Paediatr Perinat Epidemiol. 2022 Jan 25. doi: 10.1111/ppe.12863. Online ahead of print.
BACKGROUND: Large-scale evaluation of COVID-19 is likely to rely on the quality of ICD coding. However, little is known about the validity of ICD-coded COVID-19 diagnoses.
OBJECTIVES: To evaluate the performance of diagnostic codes in detecting COVID-19 during pregnancy.
METHODS: We used data from a national cohort of 78,283 individuals with a pregnancy ending between 11 March 2020 and 31 January 2021 in the OptumLabs® Data Warehouse (OLDW). OLDW is a longitudinal, real-world data asset with de-identified administrative claims and electronic health record data. We identified all services with an ICD-10-CM diagnostic code of U07.1 and all laboratory claims records for COVID-19 diagnostic testing. We compared ICD-coded diagnoses to testing results to estimate positive and negative predictive values (PPV and NPV). To evaluate impact on risk estimation, we estimated risk of adverse pregnancy outcomes by source of exposure information.
RESULTS: Of 78,283 pregnancies, 5644 had a laboratory test result for COVID-19. Testing was most common among older individuals, Hispanic individuals, those with higher socioeconomic status and those with a diagnosed medical condition or pregnancy complication; 52% of COVID-19 cases was identified through ICD-coded diagnosis alone, 19% from laboratory test results alone and 29% from both sources. Agreement between ICD-coded diagnosis and laboratory testing records was high 91% (95% confidence interval [CI] 90, 92). However, the PPV of ICD-code diagnosis was low (36%; 95% CI 33, 39). We observed up to a 50% difference in risk estimates of adverse pregnancy outcomes when exposure was based on laboratory testing results or diagnostic coding alone.
CONCLUSIONS: More than one-in-five COVID-19 cases would be missed by using ICD-coded diagnoses alone to identify COVID-19 during pregnancy. Epidemiological studies exclusively relying on diagnostic coding or laboratory testing results are likely to be affected by exposure misclassification. Research and surveillance should draw upon multiple sources of COVID-19 diagnostic information.

++++

- [Instructions]:
1. Please revise the COVID-19 coding abstract from "OBJECTIVES: To evaluate" up to and including "of exposure information.", putting "sample" in place of "cohort".
2. Check each statement against the COVID-19 coding abstract. Mark it yes or no and quote the words that decide it.
(a) 5644 of the pregnancies had a laboratory test result for COVID-19.
(b) The positive predictive value of ICD-coded diagnosis was high.
(c) 19% of COVID-19 cases came from laboratory test results alone.
Rely only on the COVID-19 coding abstract.

Referring expression data:
++++

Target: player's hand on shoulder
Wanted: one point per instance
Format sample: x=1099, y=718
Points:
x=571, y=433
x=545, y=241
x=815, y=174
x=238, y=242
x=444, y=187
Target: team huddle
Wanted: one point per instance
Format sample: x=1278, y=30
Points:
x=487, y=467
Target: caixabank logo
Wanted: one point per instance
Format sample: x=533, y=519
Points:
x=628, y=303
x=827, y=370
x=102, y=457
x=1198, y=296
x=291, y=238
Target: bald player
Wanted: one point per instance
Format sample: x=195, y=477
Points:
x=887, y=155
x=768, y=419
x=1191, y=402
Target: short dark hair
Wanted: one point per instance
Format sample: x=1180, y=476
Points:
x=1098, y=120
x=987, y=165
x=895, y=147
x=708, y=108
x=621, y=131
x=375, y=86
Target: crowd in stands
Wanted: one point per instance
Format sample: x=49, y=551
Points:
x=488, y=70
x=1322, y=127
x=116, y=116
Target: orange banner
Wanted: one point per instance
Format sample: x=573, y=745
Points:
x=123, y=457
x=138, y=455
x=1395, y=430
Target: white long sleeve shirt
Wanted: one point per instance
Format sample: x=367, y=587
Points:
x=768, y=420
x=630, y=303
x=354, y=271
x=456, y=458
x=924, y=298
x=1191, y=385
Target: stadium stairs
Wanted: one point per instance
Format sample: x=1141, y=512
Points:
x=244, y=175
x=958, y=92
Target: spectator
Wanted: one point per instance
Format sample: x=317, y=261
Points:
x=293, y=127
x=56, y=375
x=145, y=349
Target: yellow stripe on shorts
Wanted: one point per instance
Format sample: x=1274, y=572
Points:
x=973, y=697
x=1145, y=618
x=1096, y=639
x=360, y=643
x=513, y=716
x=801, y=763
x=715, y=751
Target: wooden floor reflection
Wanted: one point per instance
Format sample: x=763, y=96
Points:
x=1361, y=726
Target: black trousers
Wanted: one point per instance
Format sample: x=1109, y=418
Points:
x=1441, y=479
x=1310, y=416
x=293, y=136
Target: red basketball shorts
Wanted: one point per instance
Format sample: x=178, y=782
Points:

++++

- [Solutions per task]:
1.
OBJECTIVES: To evaluate the performance of diagnostic codes in detecting COVID-19 during pregnancy.
METHODS: We used data from a national sample of 78,283 individuals with a pregnancy ending between 11 March 2020 and 31 January 2021 in the OptumLabs® Data Warehouse (OLDW). OLDW is a longitudinal, real-world data asset with de-identified administrative claims and electronic health record data. We identified all services with an ICD-10-CM diagnostic code of U07.1 and all laboratory claims records for COVID-19 diagnostic testing. We compared ICD-coded diagnoses to testing results to estimate positive and negative predictive values (PPV and NPV). To evaluate impact on risk estimation, we estimated risk of adverse pregnancy outcomes by source of exposure information.

2.
(a) Yes: "Of 78,283 pregnancies, 5644 had a laboratory test result for COVID-19."
(b) No: "the PPV of ICD-code diagnosis was low (36%; 95% CI 33, 39)."
(c) Yes: "19% from laboratory test results alone."